What is required:
Gather each line below that contains the word "shingled" and copy it in full. Case counts.

Dataset entries:

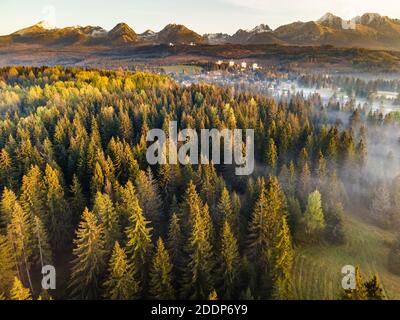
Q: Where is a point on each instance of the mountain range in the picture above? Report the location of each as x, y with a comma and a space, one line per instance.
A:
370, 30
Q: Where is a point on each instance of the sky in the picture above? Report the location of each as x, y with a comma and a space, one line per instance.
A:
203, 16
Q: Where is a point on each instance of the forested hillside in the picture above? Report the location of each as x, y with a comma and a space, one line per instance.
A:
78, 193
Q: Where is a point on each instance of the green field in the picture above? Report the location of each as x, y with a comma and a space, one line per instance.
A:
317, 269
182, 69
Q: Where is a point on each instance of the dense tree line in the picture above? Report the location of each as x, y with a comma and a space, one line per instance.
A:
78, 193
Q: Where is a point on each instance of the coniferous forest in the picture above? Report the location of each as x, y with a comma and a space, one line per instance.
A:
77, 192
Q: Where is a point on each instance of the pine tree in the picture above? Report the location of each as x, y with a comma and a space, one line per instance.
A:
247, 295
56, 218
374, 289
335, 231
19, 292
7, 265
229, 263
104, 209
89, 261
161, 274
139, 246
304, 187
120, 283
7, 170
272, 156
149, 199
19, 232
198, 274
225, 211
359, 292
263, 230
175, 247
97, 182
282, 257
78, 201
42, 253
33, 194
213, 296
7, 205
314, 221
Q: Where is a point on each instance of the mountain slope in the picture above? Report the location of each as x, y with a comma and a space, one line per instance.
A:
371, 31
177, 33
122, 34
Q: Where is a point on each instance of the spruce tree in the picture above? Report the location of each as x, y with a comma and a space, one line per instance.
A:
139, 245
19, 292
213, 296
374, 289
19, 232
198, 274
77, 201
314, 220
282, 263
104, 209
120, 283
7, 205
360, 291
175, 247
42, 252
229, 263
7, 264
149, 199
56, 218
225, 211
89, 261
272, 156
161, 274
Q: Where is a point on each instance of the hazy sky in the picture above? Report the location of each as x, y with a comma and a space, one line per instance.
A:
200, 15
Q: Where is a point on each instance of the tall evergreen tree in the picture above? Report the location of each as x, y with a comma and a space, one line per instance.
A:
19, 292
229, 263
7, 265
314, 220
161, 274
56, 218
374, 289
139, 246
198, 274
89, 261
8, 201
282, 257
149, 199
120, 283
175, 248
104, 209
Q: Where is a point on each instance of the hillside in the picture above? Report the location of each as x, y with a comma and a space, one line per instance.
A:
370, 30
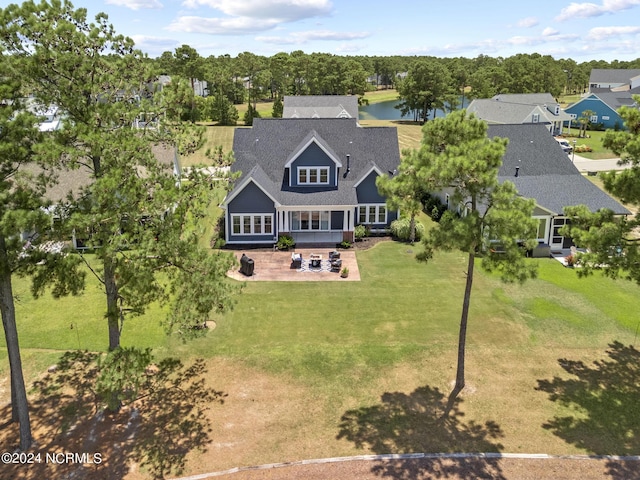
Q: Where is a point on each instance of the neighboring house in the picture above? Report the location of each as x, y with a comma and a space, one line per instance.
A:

* * *

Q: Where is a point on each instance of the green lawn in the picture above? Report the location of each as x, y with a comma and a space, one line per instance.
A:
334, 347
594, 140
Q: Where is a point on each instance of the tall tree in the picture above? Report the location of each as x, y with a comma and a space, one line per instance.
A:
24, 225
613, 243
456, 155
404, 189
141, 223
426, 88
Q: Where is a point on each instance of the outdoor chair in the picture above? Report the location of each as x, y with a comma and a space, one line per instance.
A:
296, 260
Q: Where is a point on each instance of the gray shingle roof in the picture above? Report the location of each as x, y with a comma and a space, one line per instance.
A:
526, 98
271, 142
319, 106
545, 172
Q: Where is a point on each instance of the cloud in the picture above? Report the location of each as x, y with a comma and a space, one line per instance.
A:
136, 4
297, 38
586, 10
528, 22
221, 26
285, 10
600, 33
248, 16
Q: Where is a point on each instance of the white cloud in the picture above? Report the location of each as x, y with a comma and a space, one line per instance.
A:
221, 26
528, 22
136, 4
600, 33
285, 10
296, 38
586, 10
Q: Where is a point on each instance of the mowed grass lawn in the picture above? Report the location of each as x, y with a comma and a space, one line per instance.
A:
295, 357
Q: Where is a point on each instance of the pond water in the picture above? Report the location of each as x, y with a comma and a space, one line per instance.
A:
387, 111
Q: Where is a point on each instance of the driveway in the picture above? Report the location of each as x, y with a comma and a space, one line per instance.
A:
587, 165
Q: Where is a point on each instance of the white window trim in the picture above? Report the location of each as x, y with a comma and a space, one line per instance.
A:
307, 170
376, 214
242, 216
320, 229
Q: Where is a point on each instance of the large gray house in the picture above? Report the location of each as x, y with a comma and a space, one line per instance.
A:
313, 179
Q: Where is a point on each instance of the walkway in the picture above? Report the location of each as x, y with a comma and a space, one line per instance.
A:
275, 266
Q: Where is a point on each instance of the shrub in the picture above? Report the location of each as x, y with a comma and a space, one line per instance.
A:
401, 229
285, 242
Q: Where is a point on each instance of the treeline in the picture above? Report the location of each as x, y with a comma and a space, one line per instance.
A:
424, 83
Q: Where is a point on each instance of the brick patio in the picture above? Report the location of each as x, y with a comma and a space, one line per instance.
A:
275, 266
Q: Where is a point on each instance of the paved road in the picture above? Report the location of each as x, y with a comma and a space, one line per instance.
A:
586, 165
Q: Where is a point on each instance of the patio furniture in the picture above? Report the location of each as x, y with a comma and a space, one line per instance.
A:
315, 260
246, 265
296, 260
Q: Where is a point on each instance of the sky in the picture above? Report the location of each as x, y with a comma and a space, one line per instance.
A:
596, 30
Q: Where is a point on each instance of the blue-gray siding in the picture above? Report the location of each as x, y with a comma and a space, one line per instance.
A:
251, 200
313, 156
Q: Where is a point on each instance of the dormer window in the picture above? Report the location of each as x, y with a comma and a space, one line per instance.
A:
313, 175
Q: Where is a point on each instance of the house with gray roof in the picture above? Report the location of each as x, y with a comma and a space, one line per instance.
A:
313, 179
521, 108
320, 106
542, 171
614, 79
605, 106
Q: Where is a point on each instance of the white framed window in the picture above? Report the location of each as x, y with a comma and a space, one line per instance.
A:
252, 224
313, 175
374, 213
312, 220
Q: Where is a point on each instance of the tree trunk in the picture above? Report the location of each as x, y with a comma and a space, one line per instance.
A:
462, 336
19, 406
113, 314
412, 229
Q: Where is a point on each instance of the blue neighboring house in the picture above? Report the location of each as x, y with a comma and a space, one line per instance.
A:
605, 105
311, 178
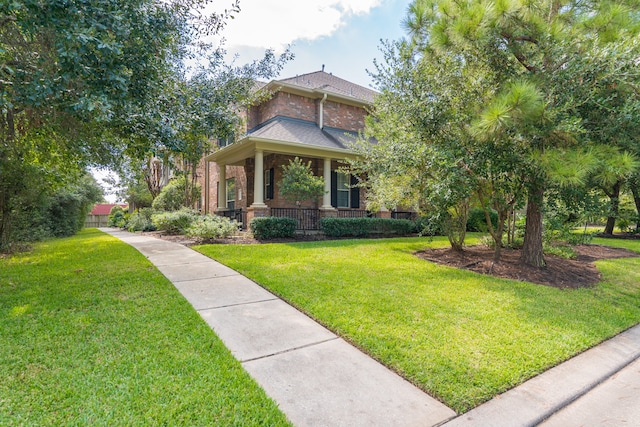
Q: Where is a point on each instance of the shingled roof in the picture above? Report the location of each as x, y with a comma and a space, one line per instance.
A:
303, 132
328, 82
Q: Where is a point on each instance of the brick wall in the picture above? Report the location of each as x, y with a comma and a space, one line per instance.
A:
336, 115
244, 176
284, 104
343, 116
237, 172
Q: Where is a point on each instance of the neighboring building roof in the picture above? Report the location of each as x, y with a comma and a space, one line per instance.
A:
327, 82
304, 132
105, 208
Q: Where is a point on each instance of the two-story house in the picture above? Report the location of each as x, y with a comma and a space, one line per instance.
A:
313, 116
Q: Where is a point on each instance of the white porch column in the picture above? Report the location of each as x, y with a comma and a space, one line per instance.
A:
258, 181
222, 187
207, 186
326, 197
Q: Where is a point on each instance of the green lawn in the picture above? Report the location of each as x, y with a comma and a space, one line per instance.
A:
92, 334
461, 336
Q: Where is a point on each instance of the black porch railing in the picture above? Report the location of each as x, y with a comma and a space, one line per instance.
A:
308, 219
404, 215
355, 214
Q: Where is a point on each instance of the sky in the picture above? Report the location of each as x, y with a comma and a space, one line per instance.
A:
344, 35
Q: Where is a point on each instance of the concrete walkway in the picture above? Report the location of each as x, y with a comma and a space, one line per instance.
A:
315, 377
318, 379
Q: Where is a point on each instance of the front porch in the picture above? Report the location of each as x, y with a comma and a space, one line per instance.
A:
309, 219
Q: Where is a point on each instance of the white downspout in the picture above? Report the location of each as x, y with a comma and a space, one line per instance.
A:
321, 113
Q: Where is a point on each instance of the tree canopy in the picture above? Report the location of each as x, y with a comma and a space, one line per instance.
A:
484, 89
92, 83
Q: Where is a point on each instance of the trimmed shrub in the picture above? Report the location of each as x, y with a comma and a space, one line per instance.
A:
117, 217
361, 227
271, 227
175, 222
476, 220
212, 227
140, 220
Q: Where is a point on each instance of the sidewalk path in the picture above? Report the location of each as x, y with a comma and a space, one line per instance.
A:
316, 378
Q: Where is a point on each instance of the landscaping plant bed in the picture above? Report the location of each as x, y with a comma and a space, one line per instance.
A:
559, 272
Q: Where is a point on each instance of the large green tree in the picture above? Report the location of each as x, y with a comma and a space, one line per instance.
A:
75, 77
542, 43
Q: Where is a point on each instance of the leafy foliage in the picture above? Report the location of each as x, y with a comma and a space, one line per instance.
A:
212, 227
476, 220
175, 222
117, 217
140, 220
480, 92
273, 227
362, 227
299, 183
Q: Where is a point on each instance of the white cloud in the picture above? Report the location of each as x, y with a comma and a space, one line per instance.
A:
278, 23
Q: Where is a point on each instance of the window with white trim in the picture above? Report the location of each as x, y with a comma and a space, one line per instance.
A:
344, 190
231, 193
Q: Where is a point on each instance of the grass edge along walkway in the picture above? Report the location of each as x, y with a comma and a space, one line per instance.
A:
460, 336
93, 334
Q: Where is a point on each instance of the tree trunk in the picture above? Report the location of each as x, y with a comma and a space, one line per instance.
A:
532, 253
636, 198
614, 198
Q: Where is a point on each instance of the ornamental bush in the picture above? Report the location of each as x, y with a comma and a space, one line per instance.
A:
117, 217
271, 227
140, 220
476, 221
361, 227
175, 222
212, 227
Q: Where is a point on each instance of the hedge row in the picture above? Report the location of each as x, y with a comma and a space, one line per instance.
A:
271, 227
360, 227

* * *

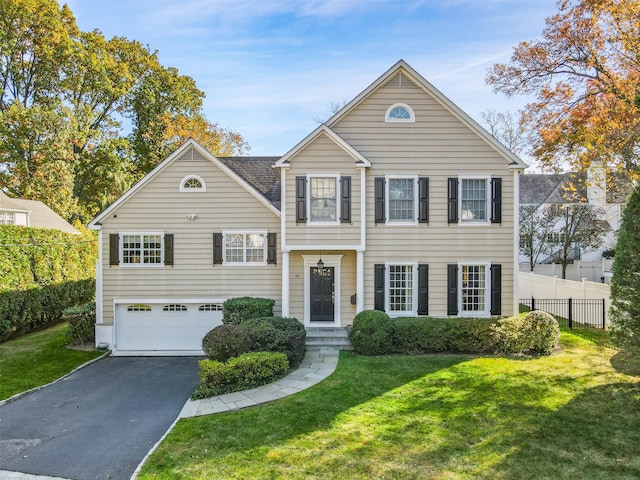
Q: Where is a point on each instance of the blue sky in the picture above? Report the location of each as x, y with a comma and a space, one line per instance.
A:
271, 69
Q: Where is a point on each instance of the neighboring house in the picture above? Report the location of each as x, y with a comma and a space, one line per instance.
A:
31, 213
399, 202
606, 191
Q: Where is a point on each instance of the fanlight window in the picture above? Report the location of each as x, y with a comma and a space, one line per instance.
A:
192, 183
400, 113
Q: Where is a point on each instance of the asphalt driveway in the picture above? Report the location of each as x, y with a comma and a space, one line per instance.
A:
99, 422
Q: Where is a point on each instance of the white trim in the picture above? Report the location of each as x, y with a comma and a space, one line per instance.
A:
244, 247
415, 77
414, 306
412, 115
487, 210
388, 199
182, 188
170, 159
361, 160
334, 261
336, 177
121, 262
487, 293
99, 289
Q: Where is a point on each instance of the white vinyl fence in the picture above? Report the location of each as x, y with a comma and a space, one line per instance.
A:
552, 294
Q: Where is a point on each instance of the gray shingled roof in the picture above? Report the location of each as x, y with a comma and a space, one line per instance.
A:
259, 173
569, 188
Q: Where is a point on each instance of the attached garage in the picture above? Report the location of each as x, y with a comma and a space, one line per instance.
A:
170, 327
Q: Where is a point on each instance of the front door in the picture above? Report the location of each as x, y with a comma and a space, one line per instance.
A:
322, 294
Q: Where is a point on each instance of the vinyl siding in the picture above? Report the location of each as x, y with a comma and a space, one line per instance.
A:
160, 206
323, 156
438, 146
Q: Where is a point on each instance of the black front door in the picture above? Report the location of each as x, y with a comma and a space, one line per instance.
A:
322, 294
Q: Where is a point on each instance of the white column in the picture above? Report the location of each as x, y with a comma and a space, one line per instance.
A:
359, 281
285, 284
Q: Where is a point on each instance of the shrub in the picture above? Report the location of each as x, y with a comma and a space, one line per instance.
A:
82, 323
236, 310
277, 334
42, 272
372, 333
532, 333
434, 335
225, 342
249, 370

Response:
Q: Where is a point on each instance of the shingled roof in the picture above? Report the location of each as x, y with a comma and a space, one line per instance.
Q: Where is a point on each instance of the gray shingled roof in the picture above? Report the location of each as x, y with a comma and a space, one line per instance.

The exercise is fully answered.